## Work request
Report each line of the data that has "after" somewhere in it.

[Source records]
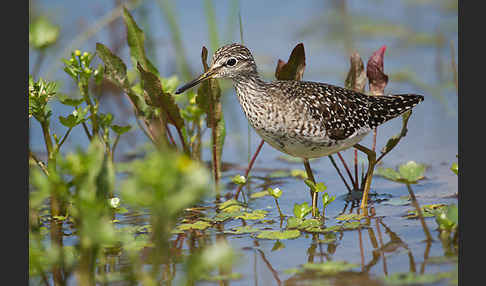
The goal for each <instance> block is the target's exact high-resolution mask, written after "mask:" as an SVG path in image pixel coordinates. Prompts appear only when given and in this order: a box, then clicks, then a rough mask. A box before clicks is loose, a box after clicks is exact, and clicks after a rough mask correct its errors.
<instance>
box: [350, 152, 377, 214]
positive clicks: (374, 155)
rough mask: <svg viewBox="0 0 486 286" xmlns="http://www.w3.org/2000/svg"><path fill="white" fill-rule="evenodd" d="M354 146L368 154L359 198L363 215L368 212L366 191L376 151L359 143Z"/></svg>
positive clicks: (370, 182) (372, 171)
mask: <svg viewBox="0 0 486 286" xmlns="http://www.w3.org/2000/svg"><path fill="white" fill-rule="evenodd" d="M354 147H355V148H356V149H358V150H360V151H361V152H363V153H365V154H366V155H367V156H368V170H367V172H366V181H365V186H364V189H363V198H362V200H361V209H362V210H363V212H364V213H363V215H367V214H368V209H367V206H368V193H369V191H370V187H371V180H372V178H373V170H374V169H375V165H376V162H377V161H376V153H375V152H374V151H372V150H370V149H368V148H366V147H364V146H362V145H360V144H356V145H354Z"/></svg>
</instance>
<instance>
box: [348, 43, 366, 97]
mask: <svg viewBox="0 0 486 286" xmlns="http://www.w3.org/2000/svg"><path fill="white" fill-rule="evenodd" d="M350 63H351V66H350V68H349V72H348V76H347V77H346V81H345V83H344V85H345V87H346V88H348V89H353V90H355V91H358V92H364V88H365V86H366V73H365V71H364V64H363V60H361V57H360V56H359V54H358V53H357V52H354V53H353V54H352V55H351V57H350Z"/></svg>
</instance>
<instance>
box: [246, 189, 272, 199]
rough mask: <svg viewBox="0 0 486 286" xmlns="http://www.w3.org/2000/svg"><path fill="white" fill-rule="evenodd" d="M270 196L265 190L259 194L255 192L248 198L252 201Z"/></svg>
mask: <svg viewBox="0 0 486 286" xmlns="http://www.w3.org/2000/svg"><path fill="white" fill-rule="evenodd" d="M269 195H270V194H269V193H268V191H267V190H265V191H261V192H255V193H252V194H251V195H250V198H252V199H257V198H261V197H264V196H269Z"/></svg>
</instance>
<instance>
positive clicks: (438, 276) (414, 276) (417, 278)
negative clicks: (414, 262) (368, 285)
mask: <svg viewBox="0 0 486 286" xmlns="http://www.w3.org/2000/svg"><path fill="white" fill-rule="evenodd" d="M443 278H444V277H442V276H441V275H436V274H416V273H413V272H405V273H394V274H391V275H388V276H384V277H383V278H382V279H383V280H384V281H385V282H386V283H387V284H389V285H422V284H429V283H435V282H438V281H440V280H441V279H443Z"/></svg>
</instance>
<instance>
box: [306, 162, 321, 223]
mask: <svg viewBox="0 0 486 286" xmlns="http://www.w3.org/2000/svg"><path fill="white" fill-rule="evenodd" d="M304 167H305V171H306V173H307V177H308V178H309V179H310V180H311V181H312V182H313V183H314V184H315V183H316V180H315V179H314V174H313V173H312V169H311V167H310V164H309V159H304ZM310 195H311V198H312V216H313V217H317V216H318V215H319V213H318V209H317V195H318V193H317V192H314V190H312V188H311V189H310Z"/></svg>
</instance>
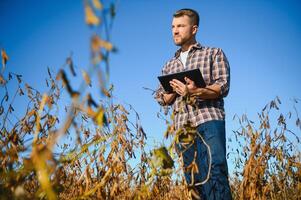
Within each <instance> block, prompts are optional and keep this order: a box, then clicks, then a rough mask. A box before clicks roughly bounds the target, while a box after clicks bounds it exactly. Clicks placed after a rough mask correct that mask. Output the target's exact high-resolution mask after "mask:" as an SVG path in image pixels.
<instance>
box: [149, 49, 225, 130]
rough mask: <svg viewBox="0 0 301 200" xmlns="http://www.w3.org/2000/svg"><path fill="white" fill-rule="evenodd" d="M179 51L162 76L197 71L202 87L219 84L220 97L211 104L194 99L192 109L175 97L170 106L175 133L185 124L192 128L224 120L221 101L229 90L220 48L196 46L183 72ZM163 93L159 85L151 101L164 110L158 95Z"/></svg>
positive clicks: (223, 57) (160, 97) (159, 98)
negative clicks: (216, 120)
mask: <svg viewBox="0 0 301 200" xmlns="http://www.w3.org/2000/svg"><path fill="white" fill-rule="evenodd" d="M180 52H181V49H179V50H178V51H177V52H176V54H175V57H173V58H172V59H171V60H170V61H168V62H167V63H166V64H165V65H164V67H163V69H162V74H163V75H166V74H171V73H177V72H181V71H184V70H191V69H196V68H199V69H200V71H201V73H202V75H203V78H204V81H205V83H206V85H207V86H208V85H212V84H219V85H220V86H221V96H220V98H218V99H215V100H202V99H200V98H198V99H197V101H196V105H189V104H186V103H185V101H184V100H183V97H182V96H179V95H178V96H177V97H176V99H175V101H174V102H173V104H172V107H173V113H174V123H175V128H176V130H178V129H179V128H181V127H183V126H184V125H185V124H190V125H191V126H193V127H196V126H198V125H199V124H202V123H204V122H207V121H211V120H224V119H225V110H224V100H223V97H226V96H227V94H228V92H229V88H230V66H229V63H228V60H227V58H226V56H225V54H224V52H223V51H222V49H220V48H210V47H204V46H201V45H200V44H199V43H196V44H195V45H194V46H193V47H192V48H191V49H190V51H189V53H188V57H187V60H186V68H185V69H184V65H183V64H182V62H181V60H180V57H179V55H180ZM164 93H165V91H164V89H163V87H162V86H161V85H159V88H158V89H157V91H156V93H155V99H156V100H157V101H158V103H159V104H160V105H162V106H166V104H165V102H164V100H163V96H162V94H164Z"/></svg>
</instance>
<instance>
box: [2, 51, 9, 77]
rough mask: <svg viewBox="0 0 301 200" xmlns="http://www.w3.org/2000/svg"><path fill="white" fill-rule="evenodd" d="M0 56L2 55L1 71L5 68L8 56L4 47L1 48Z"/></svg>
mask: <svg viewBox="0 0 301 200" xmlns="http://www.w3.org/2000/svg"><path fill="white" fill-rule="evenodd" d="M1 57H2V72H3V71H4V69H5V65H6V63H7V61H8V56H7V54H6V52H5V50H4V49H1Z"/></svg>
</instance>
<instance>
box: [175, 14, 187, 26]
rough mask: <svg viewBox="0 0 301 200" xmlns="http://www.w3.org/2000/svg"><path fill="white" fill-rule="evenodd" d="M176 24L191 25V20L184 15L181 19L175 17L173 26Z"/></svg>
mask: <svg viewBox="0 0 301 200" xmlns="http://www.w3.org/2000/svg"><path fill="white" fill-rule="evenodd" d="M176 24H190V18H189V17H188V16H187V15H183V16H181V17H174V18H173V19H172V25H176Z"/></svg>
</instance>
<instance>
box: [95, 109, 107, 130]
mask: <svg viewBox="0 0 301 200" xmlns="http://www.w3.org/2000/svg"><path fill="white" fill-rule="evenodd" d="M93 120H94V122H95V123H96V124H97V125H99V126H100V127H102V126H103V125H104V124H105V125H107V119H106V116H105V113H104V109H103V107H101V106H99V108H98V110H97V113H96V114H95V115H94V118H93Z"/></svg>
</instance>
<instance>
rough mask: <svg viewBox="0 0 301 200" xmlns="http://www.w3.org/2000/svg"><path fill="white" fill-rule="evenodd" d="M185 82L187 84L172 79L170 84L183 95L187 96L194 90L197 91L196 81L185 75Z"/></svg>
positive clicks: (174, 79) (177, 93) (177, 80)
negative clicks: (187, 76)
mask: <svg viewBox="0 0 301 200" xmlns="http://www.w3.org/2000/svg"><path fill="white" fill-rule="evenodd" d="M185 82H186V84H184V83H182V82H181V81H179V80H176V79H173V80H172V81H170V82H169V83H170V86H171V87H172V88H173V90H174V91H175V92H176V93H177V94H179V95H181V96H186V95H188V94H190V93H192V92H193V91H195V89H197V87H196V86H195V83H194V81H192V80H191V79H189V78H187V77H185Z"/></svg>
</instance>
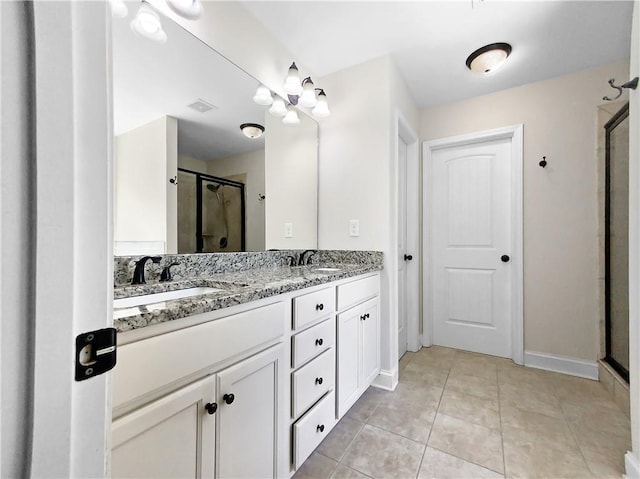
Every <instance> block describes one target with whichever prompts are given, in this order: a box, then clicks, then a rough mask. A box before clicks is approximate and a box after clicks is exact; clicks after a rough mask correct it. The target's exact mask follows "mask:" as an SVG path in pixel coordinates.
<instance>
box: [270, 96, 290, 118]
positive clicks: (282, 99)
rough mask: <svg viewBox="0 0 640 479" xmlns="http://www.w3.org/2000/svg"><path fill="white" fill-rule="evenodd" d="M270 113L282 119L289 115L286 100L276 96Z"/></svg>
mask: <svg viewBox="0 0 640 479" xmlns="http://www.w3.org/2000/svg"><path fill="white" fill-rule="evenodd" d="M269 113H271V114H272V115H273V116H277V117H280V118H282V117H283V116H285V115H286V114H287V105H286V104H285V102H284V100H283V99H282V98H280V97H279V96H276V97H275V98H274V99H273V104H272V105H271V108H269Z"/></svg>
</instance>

## Result for this task
The goal for each <instance> block is the target's exact high-resolution mask, written after "mask:" as an SVG path in image pixel coordinates. Prompts appear only when given and in this order: a box, then clicks, then a rough mask. A box before clicks is loose, a box after clicks is exact, and clicks after a rough mask correct its errors.
Within each <instance> block, prompts are optional and keep this order: a box, then clicks, then a rough mask. A box before clicks roughly bounds the target, while a box after clicks bounds it exactly. Clicks placed after a rough mask correct that mask. Output the target's exact high-resolution mask after "mask:" as an SVG path in image pixels.
Every <instance> block describes one target with whichever prompts are given, in this order: a box, then clicks, then a rough mask. A box before clicks is approximate and a box after clicks is exact; clicks after a rough mask correct it. The target's exact mask follows "mask:" as an SVG path in pixel coordinates.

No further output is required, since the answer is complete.